(Dataset entries)

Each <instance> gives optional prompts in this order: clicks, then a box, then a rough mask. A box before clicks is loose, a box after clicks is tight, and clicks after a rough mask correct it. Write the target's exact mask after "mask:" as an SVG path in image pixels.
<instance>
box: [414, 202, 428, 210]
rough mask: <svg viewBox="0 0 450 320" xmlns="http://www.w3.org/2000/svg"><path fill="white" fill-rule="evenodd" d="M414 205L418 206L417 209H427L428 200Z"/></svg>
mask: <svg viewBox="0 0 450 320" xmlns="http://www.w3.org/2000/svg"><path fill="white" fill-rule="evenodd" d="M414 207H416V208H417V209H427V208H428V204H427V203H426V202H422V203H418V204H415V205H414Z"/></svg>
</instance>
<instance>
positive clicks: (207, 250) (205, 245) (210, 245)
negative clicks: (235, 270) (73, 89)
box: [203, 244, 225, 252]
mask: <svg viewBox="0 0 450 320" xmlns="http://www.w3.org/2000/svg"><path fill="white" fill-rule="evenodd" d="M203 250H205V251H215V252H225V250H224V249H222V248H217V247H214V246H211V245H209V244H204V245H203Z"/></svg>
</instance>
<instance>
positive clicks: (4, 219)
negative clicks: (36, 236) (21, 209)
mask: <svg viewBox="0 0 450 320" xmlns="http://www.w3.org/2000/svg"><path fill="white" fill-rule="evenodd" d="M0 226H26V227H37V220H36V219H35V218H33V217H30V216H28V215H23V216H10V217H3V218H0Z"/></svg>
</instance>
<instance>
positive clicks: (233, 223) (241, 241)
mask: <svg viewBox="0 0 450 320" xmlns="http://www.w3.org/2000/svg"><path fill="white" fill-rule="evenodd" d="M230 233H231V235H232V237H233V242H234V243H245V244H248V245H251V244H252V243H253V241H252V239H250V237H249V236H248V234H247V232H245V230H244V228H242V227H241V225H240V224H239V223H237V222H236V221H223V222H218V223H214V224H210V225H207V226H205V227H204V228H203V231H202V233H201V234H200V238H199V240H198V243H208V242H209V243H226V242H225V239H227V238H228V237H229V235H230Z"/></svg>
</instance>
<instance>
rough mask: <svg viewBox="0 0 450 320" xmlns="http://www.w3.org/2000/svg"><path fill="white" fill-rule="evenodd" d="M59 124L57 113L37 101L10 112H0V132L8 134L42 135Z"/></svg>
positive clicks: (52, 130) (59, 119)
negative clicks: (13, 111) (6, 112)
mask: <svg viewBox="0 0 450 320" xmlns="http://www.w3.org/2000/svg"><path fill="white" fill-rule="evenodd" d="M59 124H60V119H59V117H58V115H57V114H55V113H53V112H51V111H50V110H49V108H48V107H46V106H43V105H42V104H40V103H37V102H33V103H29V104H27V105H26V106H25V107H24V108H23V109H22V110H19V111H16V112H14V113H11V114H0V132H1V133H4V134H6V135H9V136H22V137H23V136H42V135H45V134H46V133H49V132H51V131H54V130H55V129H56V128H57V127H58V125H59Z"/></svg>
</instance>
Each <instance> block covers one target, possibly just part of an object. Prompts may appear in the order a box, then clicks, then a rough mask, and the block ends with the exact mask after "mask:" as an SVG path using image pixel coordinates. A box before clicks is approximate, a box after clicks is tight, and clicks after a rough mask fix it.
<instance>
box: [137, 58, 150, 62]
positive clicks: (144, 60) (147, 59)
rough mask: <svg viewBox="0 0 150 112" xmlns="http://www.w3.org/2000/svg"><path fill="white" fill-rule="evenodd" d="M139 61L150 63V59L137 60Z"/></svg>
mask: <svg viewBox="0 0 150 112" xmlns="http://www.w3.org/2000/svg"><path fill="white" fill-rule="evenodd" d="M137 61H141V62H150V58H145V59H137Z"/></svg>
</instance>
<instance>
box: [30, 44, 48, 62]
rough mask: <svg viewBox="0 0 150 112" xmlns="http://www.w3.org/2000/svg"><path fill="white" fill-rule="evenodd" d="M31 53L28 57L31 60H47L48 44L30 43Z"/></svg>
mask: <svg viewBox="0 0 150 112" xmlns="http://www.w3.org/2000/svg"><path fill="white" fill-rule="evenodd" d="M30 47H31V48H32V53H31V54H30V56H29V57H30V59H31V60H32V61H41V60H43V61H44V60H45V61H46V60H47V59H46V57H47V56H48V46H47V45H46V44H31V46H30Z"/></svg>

→ **Work order**
Identify each line in the data above that contains the word "positive", matching case exactly, and copy every such line in full.

→ **Answer for this exercise**
positive clicks: (207, 250) (205, 245) (210, 245)
positive clicks: (4, 219)
positive clicks: (233, 223) (241, 241)
positive clicks: (52, 130) (59, 119)
positive clicks: (144, 60) (147, 59)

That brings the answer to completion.